→ DATA UNDER STUDY
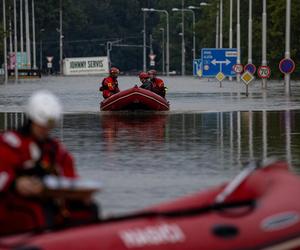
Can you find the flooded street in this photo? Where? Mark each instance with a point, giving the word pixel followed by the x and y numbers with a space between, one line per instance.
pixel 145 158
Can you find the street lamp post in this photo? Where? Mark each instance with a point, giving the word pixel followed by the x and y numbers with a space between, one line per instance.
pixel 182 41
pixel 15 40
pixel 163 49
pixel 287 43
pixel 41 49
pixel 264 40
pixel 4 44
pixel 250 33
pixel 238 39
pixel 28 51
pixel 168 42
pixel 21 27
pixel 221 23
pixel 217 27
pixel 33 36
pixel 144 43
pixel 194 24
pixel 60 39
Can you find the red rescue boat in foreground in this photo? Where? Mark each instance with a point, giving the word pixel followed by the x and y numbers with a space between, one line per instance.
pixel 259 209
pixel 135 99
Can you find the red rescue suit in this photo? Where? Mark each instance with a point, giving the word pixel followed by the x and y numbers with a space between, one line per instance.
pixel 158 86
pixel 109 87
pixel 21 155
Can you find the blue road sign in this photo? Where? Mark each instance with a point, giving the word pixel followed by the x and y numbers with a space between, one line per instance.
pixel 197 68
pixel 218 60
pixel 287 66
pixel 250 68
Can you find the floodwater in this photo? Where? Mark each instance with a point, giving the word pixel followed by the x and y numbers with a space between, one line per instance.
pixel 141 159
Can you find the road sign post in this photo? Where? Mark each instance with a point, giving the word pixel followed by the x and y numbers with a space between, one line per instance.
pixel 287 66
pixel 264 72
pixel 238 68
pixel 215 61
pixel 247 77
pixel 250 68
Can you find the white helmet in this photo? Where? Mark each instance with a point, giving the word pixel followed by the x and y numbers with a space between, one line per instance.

→ PROBLEM DESCRIPTION
The entries above need to be transcribed exactly, with the images left out.

→ THE ANSWER
Can you find the flooded street in this photo? Where? Mark each instance with a point, giving the word pixel followed by the x and y numbers with a space between, one line per instance.
pixel 145 158
Can you find the street lamp post in this photo? Where? Mark each instance with a point, giving the word pixel followed by the x and y numbers with a space between, one line per instance.
pixel 182 41
pixel 15 40
pixel 163 49
pixel 287 43
pixel 41 49
pixel 264 40
pixel 4 44
pixel 250 33
pixel 238 39
pixel 28 51
pixel 168 42
pixel 21 27
pixel 221 23
pixel 217 27
pixel 33 36
pixel 144 43
pixel 194 24
pixel 60 39
Can you find the red rescue boat in foreground in this photo? Where? Mark each instance with a point, giving the word pixel followed by the x and y numbers with a space between, one line per instance.
pixel 259 209
pixel 135 99
Can you find the red rescue suit in this photo? Where? Mark each instance with a point, giving the word pixel followed by the x and y numbers with a space between, one line per instance.
pixel 158 86
pixel 109 87
pixel 21 155
Can you find the blue road sign in this photo? Where? Mark each instance with a point, giving the word pixel followed by the x and y numbers with a space between, one line per instance.
pixel 197 68
pixel 218 60
pixel 287 66
pixel 250 68
Can you find the floodwater in this photo? Where? Mark each instance with a point, giving the word pixel followed by the x and y numbers with a space between, one line per instance.
pixel 141 159
Can you find the road sign post in this photo? Where? Mark each instance with a point, giving the word pixel followed by the x and y numbers with a space between, one line per instance.
pixel 287 66
pixel 264 72
pixel 238 68
pixel 215 61
pixel 247 77
pixel 250 68
Can you find the white helmet in this photo? Where? Mark each instance with a point, giving the word pixel followed by the x and y numbers with a space between, one line per instance.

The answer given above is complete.